■ Problem ■
Using the entries below, output each line exactly from the first through the one that contains "the stove knob".

|---|

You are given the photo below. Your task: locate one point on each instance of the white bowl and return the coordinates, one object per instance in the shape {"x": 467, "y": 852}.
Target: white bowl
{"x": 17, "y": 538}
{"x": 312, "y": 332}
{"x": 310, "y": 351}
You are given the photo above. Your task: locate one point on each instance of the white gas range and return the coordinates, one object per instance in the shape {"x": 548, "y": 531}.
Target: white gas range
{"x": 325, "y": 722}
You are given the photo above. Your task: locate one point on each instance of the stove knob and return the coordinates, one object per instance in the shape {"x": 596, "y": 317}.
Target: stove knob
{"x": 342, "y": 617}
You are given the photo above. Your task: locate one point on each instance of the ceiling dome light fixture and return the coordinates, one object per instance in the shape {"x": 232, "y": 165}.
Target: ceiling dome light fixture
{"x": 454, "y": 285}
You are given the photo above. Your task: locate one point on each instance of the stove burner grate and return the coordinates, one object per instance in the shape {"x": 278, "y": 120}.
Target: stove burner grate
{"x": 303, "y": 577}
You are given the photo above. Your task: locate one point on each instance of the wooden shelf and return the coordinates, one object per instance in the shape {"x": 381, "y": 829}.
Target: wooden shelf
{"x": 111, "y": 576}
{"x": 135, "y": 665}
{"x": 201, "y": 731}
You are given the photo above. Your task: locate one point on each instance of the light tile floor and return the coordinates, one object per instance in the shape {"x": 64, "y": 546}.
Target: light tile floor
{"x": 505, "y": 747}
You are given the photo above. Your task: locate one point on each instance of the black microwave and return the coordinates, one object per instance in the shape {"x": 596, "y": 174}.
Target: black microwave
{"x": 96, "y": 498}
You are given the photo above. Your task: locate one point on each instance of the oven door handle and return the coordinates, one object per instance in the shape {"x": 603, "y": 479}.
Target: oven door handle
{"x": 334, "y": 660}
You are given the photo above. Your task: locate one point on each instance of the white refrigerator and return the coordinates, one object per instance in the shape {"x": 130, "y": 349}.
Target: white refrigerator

|---|

■ Response ■
You are given the photo below. Your task: locate one point on each instance of the white bowl and return the coordinates, one object per instance in the shape {"x": 467, "y": 852}.
Target: white bowl
{"x": 17, "y": 538}
{"x": 312, "y": 332}
{"x": 310, "y": 351}
You are given the photo above. Your task: locate one point on each instance of the white gas range and return the coordinates, one object per instance in the shape {"x": 548, "y": 531}.
Target: white gas range
{"x": 325, "y": 722}
You are given the photo above. Your task: locate one point on each instance of the stove knob and return the coordinates, one object per instance in the shape {"x": 596, "y": 317}.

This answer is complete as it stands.